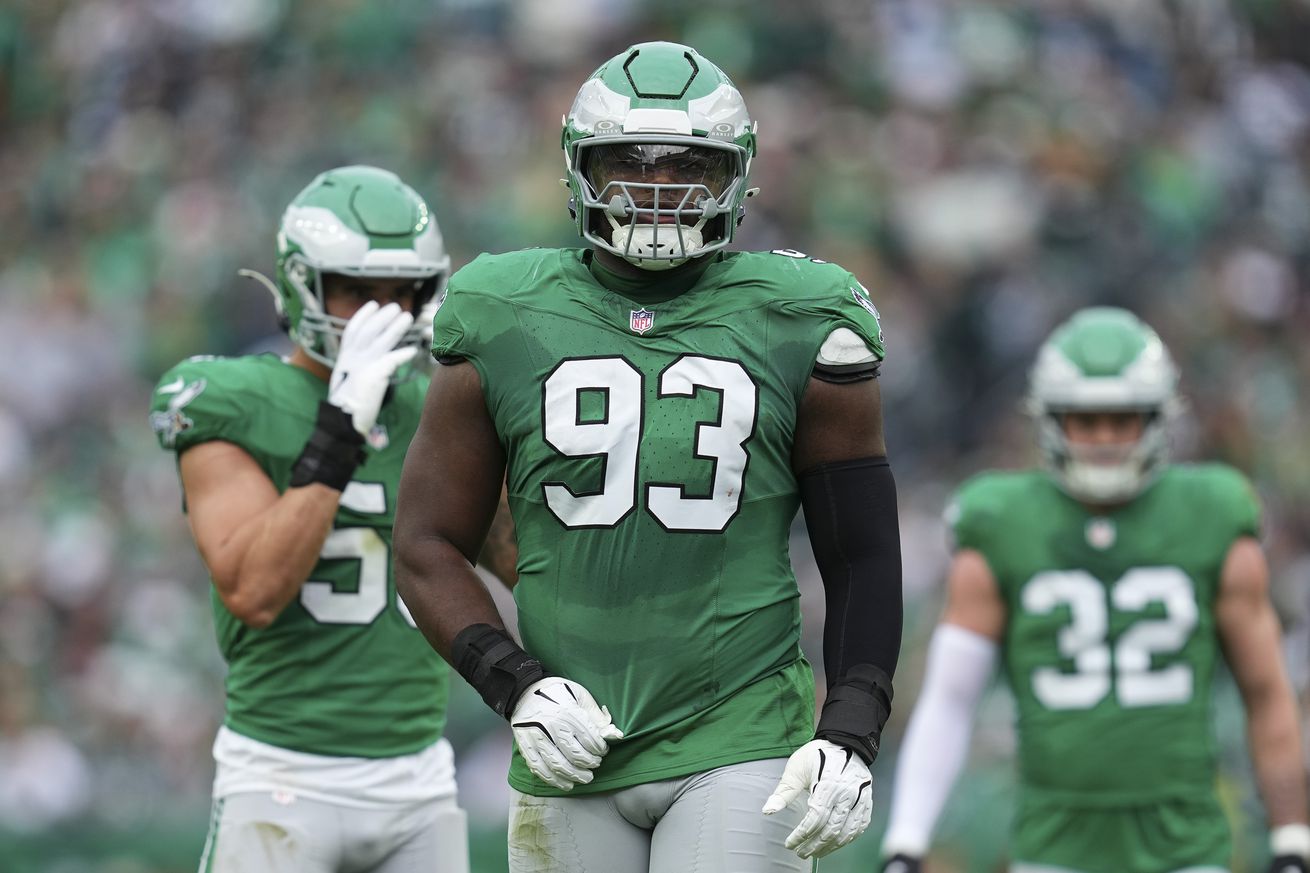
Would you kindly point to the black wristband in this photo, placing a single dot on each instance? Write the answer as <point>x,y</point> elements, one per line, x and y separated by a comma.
<point>495,666</point>
<point>333,452</point>
<point>856,711</point>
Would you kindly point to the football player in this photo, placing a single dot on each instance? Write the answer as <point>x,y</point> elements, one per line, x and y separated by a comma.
<point>662,405</point>
<point>330,756</point>
<point>1108,583</point>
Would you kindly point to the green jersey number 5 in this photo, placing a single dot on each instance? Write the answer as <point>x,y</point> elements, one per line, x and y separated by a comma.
<point>1124,667</point>
<point>617,435</point>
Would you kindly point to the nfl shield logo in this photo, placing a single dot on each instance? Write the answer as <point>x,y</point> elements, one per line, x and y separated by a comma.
<point>642,320</point>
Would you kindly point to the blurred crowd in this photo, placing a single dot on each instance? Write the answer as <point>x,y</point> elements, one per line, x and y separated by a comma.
<point>983,167</point>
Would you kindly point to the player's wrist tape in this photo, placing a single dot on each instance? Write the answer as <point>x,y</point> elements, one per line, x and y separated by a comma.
<point>856,711</point>
<point>333,452</point>
<point>495,666</point>
<point>1291,839</point>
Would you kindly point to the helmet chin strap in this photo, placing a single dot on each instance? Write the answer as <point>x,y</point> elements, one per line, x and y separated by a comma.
<point>637,243</point>
<point>1102,483</point>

→ **The request**: Turn the entries from the line containing "Would you kindly point to the helmet" through the last line of the entries into a Markdown table with the columns Row and Entry line, leaving out any blank lines.

→ **Reply to the exercise**:
| Row | Entry line |
|---|---|
| 1 | Would you kindly point to the helmet chin strap in this photo, placing a single dot on each instance? Write the answer as <point>x,y</point> elements, one per line, x and y separated by a comma. |
| 2 | <point>637,243</point> |
| 3 | <point>1102,483</point> |